> Directive
Summarize the commentary on Max Abelson's reporting about Donald Trump in two sentences.

> Text excerpt
Thursday morning, Morning Joe took a few moments out of their busy Hillary-bashing routine to interview Bloomberg Business writer Max Abelson, whom one of the Morning Joe idiots introduced as a Wall Street Journal writer, since his beat is Wall Street. Abelson endeavors to bring his readers inside the Trumpian empire and explain "How Trump invented Trump." None of the people at Morning Joe, who were too preoccupied with their anti-Hillary jihad, had read the piece or were in the slightest bit interested in it or Abelson. The piece happens to be quite revelatory about the Republican Party presidential front-runner who keeps making outlandish claims about himself, his wealth and his business acumen. Ableson discussed business with him, not politics. "After all," he writes, "that’s his central qualification for the job he’s seeking." When he asks Trump to name a business leader he looks to for advice on managing his company, Trump says, "Me." Does he admire anyone else? "I don't like the word admire," he says. Abelson comes to the conclusion that you can't take Trump's boasts about his empire literally, which seems to me a polite way of confirming that the man is a compulsive liar.

> Rows
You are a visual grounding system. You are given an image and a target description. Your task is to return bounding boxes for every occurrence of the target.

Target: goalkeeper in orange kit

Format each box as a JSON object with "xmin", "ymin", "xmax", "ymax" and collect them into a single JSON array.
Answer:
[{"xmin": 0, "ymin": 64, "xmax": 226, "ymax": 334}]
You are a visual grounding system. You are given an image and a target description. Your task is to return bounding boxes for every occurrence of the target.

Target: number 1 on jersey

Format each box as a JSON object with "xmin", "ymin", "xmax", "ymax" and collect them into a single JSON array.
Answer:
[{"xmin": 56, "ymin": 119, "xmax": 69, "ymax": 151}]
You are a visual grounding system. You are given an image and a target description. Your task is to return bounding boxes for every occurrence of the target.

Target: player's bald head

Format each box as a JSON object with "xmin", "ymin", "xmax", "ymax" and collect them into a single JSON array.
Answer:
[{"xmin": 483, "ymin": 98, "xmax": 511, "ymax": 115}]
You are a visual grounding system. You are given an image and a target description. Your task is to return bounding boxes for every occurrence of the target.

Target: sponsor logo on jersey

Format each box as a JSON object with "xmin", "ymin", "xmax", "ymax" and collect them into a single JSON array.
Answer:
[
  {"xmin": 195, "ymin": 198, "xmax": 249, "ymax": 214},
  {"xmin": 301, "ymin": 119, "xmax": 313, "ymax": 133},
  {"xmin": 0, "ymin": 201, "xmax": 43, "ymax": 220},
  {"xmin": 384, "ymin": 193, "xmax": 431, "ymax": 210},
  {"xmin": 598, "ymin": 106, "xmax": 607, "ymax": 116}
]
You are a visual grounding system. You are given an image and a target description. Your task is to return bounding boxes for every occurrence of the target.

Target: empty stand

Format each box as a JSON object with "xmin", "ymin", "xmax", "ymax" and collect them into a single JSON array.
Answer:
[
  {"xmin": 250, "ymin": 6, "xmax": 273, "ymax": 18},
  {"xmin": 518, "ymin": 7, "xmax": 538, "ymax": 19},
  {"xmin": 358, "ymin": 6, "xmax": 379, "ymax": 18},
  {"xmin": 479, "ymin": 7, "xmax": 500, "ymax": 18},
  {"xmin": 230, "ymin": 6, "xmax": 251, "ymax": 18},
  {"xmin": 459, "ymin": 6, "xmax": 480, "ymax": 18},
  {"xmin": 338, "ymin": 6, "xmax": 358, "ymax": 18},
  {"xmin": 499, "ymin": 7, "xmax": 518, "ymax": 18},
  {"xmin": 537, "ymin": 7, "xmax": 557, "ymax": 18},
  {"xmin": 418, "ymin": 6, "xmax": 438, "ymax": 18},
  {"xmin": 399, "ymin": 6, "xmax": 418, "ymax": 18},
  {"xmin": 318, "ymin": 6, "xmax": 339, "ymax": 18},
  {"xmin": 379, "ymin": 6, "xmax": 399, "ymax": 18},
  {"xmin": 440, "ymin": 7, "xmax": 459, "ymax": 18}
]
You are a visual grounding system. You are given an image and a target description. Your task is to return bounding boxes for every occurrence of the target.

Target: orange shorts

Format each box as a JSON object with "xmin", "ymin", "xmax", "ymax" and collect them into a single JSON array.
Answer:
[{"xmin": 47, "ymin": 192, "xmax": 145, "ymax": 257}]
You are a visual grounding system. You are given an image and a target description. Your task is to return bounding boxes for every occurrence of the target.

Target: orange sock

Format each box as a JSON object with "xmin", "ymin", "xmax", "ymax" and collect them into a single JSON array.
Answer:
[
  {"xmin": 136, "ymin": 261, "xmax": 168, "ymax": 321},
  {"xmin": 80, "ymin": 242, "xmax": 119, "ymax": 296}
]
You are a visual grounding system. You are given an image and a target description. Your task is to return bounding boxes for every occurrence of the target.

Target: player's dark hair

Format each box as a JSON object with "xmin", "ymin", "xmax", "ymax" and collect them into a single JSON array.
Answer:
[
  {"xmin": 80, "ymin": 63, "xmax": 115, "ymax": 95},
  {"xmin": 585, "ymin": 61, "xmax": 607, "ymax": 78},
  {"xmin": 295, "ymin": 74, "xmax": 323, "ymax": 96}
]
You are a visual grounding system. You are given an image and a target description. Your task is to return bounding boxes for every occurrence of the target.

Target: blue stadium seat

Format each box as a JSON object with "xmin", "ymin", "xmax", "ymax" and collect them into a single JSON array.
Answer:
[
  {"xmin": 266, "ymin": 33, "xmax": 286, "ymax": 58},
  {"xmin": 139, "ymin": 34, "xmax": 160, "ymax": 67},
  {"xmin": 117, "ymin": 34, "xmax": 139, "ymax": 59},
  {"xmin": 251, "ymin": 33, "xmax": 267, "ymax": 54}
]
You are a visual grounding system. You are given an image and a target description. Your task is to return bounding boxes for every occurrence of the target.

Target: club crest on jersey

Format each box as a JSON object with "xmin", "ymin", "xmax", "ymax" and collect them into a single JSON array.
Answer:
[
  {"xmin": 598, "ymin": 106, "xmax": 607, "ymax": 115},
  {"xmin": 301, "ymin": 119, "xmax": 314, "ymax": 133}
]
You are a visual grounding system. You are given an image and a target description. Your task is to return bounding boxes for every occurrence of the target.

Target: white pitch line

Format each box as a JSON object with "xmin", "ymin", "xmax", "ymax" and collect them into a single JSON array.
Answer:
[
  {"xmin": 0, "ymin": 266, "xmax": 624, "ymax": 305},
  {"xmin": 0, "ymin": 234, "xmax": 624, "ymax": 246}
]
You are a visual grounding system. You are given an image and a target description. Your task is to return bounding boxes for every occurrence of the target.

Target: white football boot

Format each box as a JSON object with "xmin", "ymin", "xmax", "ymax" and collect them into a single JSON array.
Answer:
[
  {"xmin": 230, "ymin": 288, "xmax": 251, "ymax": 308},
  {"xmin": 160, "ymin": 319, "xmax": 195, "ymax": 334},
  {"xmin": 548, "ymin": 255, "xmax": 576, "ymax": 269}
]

> Complete answer
Morning Joe interviewed Bloomberg Business writer Max Abelson about his piece on "How Trump invented Trump," but the show's hosts, preoccupied with attacking Hillary, had not read it and showed no interest in it. In the piece, Abelson talks business with Trump, who names himself as the business leader he looks to for advice, and Abelson concludes that Trump's boasts about his empire can't be taken literally, which the commentary calls a polite way of confirming that Trump is a compulsive liar.